Rewrite every line in the part of the items that opens with the line containing "For the scoring pass, find every instance of the wheat" and closes with the line containing "[[220, 113]]", shifting each coordinate in the answers by -19. Copy all other lines unchanged.
================================
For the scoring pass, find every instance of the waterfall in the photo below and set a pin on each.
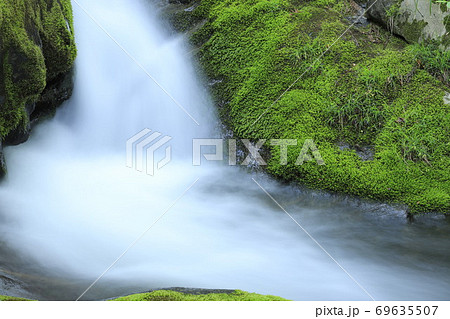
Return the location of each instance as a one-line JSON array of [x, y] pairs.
[[70, 205]]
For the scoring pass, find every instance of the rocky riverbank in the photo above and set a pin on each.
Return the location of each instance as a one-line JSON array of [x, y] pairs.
[[37, 52], [371, 90]]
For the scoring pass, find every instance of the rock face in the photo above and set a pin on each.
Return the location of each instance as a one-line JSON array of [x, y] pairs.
[[37, 52], [414, 20]]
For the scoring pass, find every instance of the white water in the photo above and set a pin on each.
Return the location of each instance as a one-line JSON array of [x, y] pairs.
[[72, 206]]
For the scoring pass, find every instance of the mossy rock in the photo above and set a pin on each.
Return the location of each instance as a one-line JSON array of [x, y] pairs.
[[369, 89], [37, 51], [414, 20], [170, 295]]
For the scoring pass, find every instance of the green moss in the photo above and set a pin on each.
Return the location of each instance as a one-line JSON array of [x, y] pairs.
[[37, 46], [167, 295], [390, 101]]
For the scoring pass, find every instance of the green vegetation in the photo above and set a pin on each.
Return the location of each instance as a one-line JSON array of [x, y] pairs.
[[369, 89], [168, 295], [37, 47]]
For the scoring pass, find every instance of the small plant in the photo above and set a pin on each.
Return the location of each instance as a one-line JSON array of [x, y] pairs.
[[434, 60], [361, 112]]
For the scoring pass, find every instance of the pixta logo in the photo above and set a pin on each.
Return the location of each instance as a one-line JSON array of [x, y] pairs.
[[309, 151], [141, 150]]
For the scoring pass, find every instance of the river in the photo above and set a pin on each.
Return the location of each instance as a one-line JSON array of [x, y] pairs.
[[70, 206]]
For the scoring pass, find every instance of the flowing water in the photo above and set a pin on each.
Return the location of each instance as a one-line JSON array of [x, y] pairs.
[[70, 206]]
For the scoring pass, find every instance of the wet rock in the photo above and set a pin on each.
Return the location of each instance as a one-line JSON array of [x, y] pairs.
[[413, 20]]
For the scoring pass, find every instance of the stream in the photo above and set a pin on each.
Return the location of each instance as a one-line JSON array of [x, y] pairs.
[[70, 206]]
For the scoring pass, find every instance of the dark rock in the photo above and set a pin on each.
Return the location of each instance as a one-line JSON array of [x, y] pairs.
[[19, 135], [55, 93], [415, 21]]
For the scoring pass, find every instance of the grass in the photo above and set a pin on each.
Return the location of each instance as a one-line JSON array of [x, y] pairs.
[[167, 295], [369, 89]]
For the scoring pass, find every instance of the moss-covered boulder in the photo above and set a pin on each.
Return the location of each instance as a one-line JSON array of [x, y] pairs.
[[173, 295], [415, 20], [289, 69], [37, 52]]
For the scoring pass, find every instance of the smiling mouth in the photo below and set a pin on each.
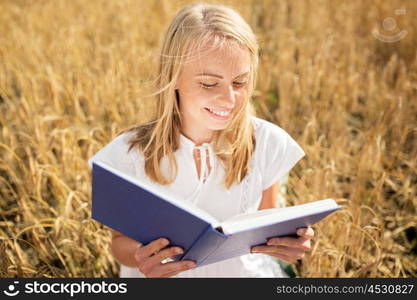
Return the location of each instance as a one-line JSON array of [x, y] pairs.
[[219, 113]]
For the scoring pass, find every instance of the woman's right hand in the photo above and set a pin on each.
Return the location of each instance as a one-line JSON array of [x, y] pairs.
[[149, 259]]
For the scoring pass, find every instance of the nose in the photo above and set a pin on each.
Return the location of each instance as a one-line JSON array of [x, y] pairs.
[[228, 97]]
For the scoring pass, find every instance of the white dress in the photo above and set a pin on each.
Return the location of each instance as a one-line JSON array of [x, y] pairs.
[[275, 155]]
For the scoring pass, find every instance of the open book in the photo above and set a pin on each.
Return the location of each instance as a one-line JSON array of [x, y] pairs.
[[145, 213]]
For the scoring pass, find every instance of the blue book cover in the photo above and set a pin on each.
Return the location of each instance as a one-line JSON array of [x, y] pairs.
[[144, 213]]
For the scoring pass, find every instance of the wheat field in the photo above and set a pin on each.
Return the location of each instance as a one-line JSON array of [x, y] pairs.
[[74, 73]]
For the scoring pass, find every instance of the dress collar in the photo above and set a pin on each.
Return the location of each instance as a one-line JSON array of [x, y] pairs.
[[186, 142]]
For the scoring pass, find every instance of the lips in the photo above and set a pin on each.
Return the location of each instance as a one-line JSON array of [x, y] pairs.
[[219, 117]]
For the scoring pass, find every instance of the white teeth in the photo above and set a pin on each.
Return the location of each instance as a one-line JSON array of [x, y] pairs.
[[220, 113]]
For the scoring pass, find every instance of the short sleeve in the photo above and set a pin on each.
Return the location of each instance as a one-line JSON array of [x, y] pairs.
[[116, 155], [279, 153]]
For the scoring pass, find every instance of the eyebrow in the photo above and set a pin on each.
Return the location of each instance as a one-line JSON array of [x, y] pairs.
[[219, 76]]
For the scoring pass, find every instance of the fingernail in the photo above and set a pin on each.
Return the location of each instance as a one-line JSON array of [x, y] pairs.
[[301, 231], [275, 241]]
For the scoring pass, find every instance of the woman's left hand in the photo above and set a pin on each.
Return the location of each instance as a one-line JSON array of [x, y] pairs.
[[288, 249]]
================================
- Solution below
For the scoring pass, find every instance of the wheat field in the photo above and set a pin on each.
Return the location of each instance as a one-line JSON array of [x, y] pairs.
[[55, 54]]
For the scoring pass, find every instance of the dress collar in the photo above and set a pin on each.
Return the location of each instance as a one-line JSON array of [x, y] pairs.
[[167, 123]]
For the scoring pass, find every instance of the lips in the photo above and set a pin on each.
Return the location of each instance as a one-line JSON array of [x, y] pairs.
[[200, 98]]
For the scoring pass, find every instance of the white teeth in the photo above and set a pin on each.
Return the location of each instance as a one-line JSON array of [x, y] pairs.
[[201, 94]]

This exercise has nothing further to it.